# 任务说明 1
判断以下三个说法是否与下面的核回归绘图文字相符：(a) 随机种子设为 42；(b) 真实函数曲线用蓝色绘制；(c) 滑动条的带宽共取 20 个值，范围从 0.01 到 1。每项回答"是"或"否"，并原样引用文中起决定作用的字句。

# 引用文本
----
现在，我们为每个核函数绘制结果图。每个图表都带有一个 $λ$ 滑动条，用于实时控制输出。

绘图代码

from pathlib import Path

import numpy as np
import plotly.graph_objects as go

# 定义核函数
def epanechnikov_kernel(u):
    return np.maximum(0, 0.75 * (1 - u**2))

def tricube_kernel(u):
    return np.maximum(0, (1 - np.abs(u) ** 3) ** 3)

def gaussian_kernel(u):
    return np.exp(-0.5 * u**2) / np.sqrt(2 * np.pi)

# 核回归函数
def kernel_regression(X, Y, x_curve, kernel_func, bandwidth):
    y_curve = []
    for x in x_curve:
        distances = np.abs(X - x) / bandwidth
        weights = kernel_func(distances)
        weighted_average = (
            np.sum(weights * Y) / np.sum(weights) if np.sum(weights) > 0 else 0
        )
        y_curve.append(weighted_average)
    return y_curve

# 生成数据
np.random.seed(42)
n_points = 100
X = np.random.uniform(0, 1, n_points)
epsilon = np.random.normal(0, 1 / 3, n_points)
Y = np.sin(4 * X) + epsilon

# 真实曲线
x_true = np.linspace(0, 1, 500)
y_true = np.sin(4 * x_true)

# 用于核估计的点
x_curve = x_true

# 核函数
kernels = {
    "Epanechnikov": epanechnikov_kernel,
    "Tricube": tricube_kernel,
    "Gaussian": gaussian_kernel,
}

# 滑动条带宽的对数范围
lambda_values = np.logspace(-2, 0, 20)  # 从 0.01 到 1

# 为每个核生成独立的图表
themes = [
    {
        "name": "light",
        "template": "plotly_white",
        "font_color": "#141413",
        "background": "#f0efea",
        "axis_color": "#141413",
        "gridcolor": "rgba(20, 20, 19, 0.2)",
    },
    {
        "name": "dark",
        "template": "plotly_dark",
        "font_color": "#f0efea",
        "background": "#141413",
        "axis_color": "#f0efea",
        "gridcolor": "rgba(240, 239, 234, 0.2)",
    },
]

output_dir = Path(__file__).resolve().parents[3] / "static"
output_dir.mkdir(parents=True, exist_ok=True)

# 为每个核生成独立的图表
for kernel_name, kernel_func in kernels.items():
    fig = go.Figure()

    # 添加噪声数据的散点
    fig.add_trace(
        go.Scatter(
            x=X, y=Y, mode="markers", name="含噪数据", marker=dict(color="gray")
        )
    )

    # 添加真实函数
    fig.add_trace(
        go.Scatter(
            x=x_true,
            y=y_true,
            mode="lines",
            name="真实函数",
            line=dict(color="red"),
        )
    )

    # 添加初始核曲线
    initial_bandwidth = lambda_values[0]
    y_curve = kernel_regression(X, Y, x_curve, kernel_func, initial_bandwidth)
----
点标注数据集记录:
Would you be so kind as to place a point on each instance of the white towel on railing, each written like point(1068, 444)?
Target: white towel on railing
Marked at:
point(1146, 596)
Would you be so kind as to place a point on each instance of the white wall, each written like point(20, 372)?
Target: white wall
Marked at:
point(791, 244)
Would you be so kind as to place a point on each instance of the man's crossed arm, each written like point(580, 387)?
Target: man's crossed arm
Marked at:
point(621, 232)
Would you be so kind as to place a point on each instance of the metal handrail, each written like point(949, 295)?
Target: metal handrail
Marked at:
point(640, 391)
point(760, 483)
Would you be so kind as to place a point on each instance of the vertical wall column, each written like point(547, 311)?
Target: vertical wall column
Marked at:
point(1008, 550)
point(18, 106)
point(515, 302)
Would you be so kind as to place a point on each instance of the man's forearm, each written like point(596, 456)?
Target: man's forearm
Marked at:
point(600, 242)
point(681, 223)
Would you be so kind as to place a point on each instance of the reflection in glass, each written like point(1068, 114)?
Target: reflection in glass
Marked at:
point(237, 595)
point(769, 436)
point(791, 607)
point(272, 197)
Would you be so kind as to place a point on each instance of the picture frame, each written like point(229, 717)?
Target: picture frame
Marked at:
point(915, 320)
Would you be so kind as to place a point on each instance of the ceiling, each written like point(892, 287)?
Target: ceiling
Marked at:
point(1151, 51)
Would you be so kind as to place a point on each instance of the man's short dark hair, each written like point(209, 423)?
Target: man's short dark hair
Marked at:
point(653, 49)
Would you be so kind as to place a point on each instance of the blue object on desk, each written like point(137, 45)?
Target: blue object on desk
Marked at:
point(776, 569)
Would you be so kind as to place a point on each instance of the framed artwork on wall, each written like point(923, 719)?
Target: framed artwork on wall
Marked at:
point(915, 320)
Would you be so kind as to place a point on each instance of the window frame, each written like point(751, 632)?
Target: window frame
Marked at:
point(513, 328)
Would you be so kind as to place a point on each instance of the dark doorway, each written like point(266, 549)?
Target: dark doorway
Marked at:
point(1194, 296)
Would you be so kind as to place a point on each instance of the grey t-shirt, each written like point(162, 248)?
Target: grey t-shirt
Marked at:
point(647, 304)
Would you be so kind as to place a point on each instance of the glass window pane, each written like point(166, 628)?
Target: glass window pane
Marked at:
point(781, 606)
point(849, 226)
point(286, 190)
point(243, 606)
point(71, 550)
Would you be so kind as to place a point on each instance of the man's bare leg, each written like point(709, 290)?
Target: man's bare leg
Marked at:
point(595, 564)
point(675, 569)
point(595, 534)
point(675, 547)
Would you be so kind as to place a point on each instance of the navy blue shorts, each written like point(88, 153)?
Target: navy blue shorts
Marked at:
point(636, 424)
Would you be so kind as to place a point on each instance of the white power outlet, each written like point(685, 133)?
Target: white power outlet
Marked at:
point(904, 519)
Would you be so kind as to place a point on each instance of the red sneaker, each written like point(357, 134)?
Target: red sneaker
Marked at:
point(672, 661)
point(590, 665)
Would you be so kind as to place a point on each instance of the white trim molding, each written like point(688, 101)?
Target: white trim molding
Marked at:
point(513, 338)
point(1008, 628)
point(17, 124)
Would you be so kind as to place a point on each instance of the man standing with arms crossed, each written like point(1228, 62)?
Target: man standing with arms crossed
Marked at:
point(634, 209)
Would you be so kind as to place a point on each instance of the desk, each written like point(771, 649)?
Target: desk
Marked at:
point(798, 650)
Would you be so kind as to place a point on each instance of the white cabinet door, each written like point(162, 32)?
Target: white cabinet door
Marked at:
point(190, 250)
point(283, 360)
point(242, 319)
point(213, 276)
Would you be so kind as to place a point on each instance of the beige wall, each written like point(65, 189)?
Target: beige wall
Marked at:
----
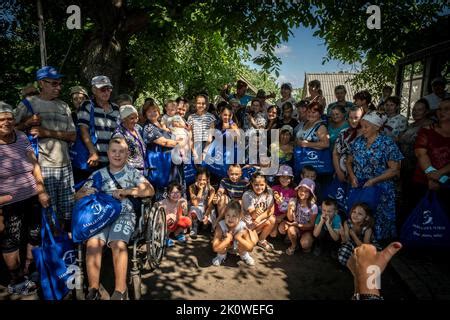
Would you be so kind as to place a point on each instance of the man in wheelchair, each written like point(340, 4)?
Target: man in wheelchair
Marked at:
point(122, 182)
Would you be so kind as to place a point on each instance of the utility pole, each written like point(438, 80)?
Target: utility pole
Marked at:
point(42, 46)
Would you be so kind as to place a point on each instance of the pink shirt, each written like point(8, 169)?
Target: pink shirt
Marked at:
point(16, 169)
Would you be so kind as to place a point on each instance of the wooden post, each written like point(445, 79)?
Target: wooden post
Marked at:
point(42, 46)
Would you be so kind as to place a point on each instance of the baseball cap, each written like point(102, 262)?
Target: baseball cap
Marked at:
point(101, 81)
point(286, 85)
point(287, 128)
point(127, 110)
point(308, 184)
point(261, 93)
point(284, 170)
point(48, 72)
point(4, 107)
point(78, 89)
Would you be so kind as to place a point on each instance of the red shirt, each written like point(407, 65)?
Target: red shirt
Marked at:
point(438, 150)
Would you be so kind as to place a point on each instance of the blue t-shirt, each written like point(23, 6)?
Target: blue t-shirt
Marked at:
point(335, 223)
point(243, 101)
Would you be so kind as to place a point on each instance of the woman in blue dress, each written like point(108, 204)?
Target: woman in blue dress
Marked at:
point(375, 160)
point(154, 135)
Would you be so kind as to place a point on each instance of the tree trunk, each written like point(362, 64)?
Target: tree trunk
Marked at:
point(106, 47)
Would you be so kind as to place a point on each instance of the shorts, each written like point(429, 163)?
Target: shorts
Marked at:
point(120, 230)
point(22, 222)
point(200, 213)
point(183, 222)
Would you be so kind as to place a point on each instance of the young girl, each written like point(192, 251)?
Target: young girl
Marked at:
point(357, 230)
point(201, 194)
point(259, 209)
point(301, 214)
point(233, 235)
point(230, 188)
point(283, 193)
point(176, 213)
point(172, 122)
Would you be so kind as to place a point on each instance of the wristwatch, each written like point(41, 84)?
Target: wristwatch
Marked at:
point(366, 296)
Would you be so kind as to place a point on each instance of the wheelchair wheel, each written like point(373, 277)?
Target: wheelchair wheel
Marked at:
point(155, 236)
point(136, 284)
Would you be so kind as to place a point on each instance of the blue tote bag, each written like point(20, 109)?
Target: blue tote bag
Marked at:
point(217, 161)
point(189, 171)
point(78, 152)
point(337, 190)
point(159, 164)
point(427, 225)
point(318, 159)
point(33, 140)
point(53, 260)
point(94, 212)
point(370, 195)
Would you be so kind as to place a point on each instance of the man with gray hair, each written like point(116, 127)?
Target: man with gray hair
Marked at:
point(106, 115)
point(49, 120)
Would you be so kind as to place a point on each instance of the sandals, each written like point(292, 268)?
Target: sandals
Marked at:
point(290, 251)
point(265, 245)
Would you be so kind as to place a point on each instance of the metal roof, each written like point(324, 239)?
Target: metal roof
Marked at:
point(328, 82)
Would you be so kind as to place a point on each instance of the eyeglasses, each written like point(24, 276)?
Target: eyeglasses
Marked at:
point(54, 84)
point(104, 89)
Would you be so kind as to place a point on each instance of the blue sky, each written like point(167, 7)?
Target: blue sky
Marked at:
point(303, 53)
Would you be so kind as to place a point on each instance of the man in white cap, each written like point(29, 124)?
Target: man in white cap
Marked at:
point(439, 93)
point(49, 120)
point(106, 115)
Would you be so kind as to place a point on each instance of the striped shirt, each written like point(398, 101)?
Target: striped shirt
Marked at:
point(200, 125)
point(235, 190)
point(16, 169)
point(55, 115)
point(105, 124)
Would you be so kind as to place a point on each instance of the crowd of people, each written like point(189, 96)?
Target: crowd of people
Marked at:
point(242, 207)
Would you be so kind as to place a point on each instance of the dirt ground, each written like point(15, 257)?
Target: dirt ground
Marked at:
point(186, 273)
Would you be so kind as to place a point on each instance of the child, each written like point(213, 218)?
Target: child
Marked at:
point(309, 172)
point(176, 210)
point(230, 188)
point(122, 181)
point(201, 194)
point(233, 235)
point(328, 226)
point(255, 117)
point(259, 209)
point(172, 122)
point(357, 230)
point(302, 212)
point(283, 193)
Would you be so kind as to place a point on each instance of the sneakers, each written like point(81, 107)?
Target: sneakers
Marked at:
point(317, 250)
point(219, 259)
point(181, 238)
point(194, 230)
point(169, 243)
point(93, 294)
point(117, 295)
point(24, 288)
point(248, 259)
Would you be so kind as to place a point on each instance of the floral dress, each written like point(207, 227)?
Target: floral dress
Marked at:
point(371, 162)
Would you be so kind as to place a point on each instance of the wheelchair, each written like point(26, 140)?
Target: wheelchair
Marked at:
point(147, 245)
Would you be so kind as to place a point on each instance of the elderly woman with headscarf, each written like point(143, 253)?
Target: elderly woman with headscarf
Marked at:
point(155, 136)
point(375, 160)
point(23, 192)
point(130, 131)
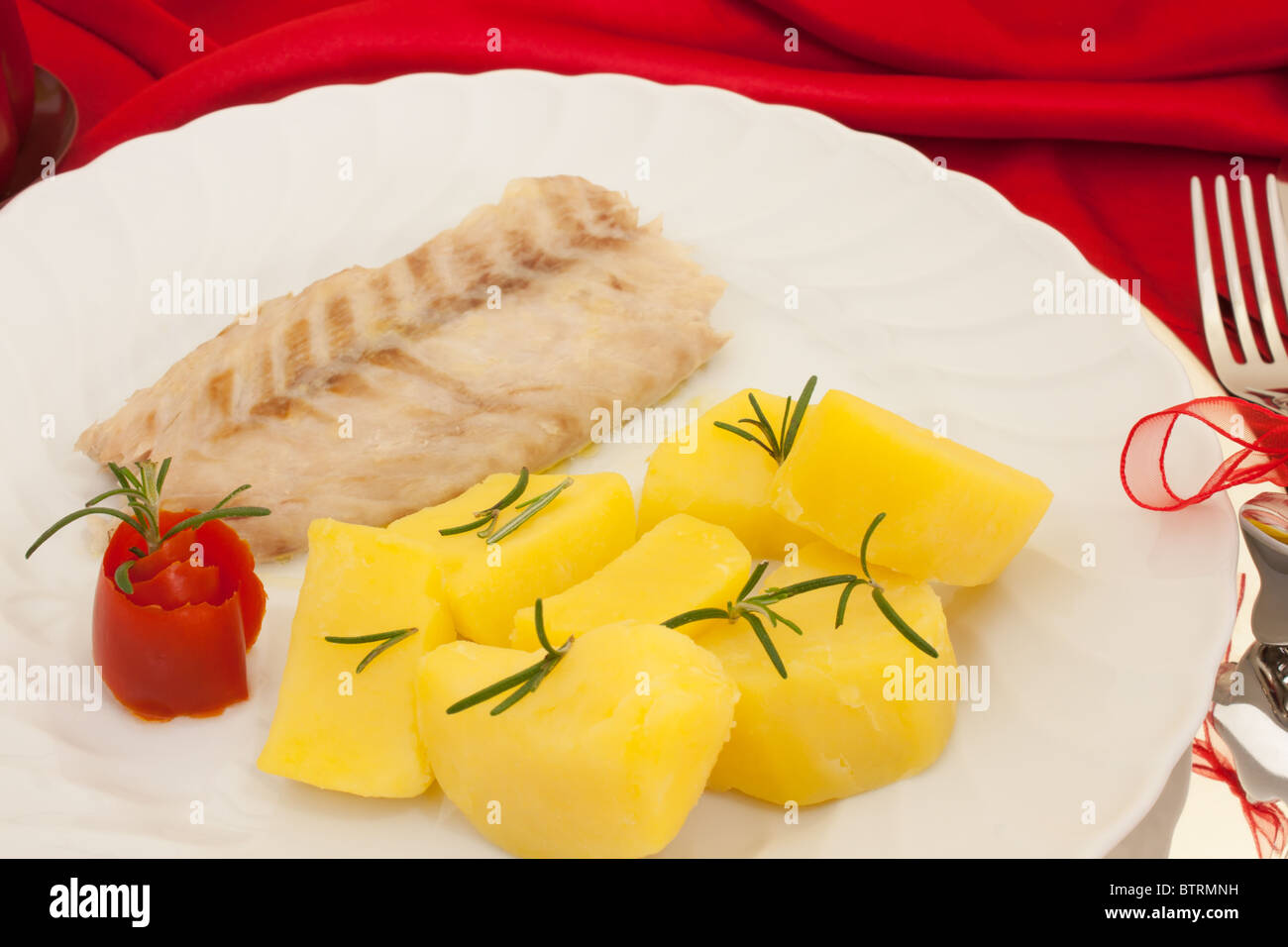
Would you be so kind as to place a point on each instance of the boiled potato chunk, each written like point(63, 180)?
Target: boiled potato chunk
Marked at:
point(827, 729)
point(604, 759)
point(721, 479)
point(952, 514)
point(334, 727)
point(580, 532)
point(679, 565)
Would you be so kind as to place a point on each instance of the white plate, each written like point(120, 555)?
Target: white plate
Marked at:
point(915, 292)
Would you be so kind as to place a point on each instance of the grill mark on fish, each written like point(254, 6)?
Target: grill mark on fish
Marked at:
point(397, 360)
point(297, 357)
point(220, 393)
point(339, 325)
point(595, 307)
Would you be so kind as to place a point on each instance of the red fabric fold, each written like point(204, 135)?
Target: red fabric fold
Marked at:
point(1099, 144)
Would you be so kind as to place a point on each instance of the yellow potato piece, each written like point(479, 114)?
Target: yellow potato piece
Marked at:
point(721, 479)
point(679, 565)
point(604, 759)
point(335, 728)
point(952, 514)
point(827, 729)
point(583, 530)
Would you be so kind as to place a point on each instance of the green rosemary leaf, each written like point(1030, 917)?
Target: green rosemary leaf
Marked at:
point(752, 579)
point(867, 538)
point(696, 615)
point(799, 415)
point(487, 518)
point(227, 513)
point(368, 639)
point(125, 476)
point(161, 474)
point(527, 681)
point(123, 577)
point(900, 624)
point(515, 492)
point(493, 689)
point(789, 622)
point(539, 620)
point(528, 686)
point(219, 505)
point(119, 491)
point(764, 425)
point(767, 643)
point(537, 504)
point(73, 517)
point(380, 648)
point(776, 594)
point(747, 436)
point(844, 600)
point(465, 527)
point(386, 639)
----
# 任务说明 2
请把记录中从含有“like point(15, 257)?”的那一行开始，一直到含有“point(595, 307)”的那一行为止（首尾两行都算在内）的各行整理成编号列表，略去空行，答案中不要包含图片。

# 最终答案 1
(a) 是。依据："np.random.seed(42)"。
(b) 否。依据："line=dict(color="red")"。
(c) 是。依据："np.logspace(-2, 0, 20)" 和 "从 0.01 到 1"。

# 最终答案 2
1. Would you be so kind as to place a point on each instance of the dirt ground, each written like point(15, 257)?
2. Target: dirt ground
3. Marked at:
4. point(186, 273)
5. Would you be so kind as to place a point on each instance of the child, each written like point(213, 218)?
6. Target: child
7. Marked at:
8. point(309, 172)
9. point(176, 210)
10. point(230, 188)
11. point(122, 181)
12. point(201, 194)
13. point(233, 235)
14. point(328, 226)
15. point(255, 117)
16. point(259, 209)
17. point(172, 122)
18. point(357, 230)
19. point(302, 212)
20. point(283, 193)
21. Would you be so kind as to place a point on each instance of the sneakers, each written like point(81, 107)?
22. Target: sneakers
23. Marked at:
24. point(317, 250)
25. point(219, 259)
26. point(181, 238)
27. point(194, 230)
28. point(169, 243)
29. point(93, 294)
30. point(117, 295)
31. point(24, 288)
32. point(248, 259)
33. Would you be so kind as to place a point on each instance of the floral dress, each written like point(207, 227)?
34. Target: floral dress
35. Marked at:
36. point(371, 162)
37. Would you be so kind as to place a point on each instance of the wheelchair, each written like point(26, 140)?
38. Target: wheelchair
39. Marked at:
40. point(147, 245)
41. Would you be so kind as to place a point on each instance of the elderly woman with headscarf, each written like point(143, 253)?
42. Target: elderly woman with headscarf
43. Marked at:
44. point(155, 136)
45. point(375, 160)
46. point(23, 192)
47. point(130, 131)
48. Would you be so kind as to place a point on each instance of the boiled potato chunk, each written like point(63, 180)?
49. Target: boiled potato chunk
50. Marked at:
51. point(827, 729)
52. point(604, 759)
53. point(721, 479)
54. point(952, 514)
55. point(334, 727)
56. point(580, 532)
57. point(679, 565)
58. Would you be so kind as to place a point on each instance of the white plate, each written like point(120, 555)?
59. Target: white plate
60. Marked at:
61. point(915, 292)
62. Would you be so kind as to place a point on each instance of the grill mark on fish, each written like point(254, 6)?
63. Target: grill mark on fish
64. Marked at:
65. point(397, 360)
66. point(297, 357)
67. point(220, 393)
68. point(339, 325)
69. point(595, 307)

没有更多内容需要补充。